◆ **WHAT IS NEEDED**: Reproduce every one of the rows below, swapping "bounding box" for "box outline" wherever it occurs and keeping all other text unchanged. Leave the pictures out.

=== DATASET EXTRACT ===

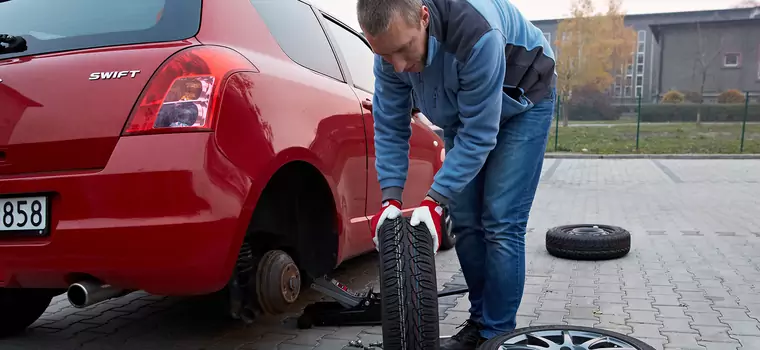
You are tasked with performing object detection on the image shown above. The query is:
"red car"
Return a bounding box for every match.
[0,0,444,335]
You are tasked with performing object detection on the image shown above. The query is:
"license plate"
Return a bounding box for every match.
[0,197,48,234]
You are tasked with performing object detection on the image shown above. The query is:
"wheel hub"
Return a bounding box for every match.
[256,250,301,314]
[568,225,609,237]
[500,329,639,350]
[280,263,301,303]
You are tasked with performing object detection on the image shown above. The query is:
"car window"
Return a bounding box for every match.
[0,0,201,60]
[251,0,344,81]
[326,18,375,93]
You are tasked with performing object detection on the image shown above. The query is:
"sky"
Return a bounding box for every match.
[311,0,739,29]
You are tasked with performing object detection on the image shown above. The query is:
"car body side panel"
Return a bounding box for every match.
[198,0,372,263]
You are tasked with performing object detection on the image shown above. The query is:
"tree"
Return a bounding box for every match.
[693,22,723,125]
[555,0,636,126]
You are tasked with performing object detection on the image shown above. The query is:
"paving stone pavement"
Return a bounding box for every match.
[0,159,760,350]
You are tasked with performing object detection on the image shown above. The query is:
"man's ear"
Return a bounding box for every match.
[420,5,430,28]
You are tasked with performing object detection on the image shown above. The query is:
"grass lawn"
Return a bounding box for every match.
[546,122,760,154]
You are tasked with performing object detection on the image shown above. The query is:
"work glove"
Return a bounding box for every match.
[370,199,401,252]
[409,197,449,254]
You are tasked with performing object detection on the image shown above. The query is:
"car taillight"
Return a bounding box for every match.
[123,46,257,135]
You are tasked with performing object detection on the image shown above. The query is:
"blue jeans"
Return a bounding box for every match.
[446,86,555,338]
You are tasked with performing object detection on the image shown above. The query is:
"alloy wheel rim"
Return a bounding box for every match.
[499,329,641,350]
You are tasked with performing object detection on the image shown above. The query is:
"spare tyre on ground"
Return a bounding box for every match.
[478,325,654,350]
[546,224,631,260]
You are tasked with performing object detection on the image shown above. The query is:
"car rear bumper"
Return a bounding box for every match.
[0,133,255,295]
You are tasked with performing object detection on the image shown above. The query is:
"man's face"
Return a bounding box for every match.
[365,6,430,72]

===

◆ **WRITTEN ANSWER**:
You are tasked with performing object detection on the image shown above. The query is:
"red car"
Return a box outline for every match.
[0,0,444,335]
You are tasked with performing object detection on the image shown above. The query is:
"license plate"
Return a box outline for every match.
[0,197,48,234]
You are tasked with performing object detection on the image shown above. The query is:
"wheel hub"
Return a box outline for every match.
[256,250,301,314]
[568,225,609,237]
[500,329,639,350]
[280,263,301,303]
You are tasked with performing object detection on the image shown above. The query is:
"car window"
Return a box outline for every match.
[0,0,201,60]
[251,0,344,81]
[326,18,375,93]
You are tasked with performing object detection on the image shown above. The query is:
"sky"
Return a box outline for every match.
[311,0,739,29]
You are tasked with performing object detection on the image shown above. The query is:
"car body side panel"
Return a box outline for every match.
[198,0,372,263]
You are tasked with performing object detection on the image shown above. The query is:
"tree"
Return a box outline for every match.
[693,22,723,125]
[555,0,636,126]
You are tasked with performing object detection on the image shown above. The query is:
"paving stone pavement"
Return a box outline for every match.
[0,159,760,350]
You are tasked with performing object detection on the image shown above. The query is:
"man's ear"
Return a box outline for every match.
[420,5,430,28]
You are tasked with performing object detection on the image shown above. The query is:
"grass lawn"
Return a box outline for every match.
[546,122,760,154]
You are tasked with performing object detection on the image shown above. The query is:
"work glove"
Return a box outline for every match.
[370,199,401,252]
[409,197,449,254]
You are tasked with performing object detection on the image shown above. The query is:
"car taillight"
Return a box outline for every match.
[123,46,257,135]
You are tasked with performing object detection on the image shown above. The query is:
"blue jeans"
Return a box outline for every match.
[446,86,555,338]
You are tasked with performing object detection on the image shown above. The query is:
"alloy wheel rim"
Return a box outline for every match.
[499,329,641,350]
You are tasked with performing object detection on the image shown above. The query is:
"spare tyre on ground"
Return a box outline for every match.
[478,325,654,350]
[546,224,631,260]
You are tasked with performing object detection on the image shown above. The query is:
"car rear bumper"
Return a box outline for every match.
[0,133,255,295]
You are tasked with performing object detection on the image shown above. The query is:
"man's face"
Return a box outline for every match.
[365,6,430,72]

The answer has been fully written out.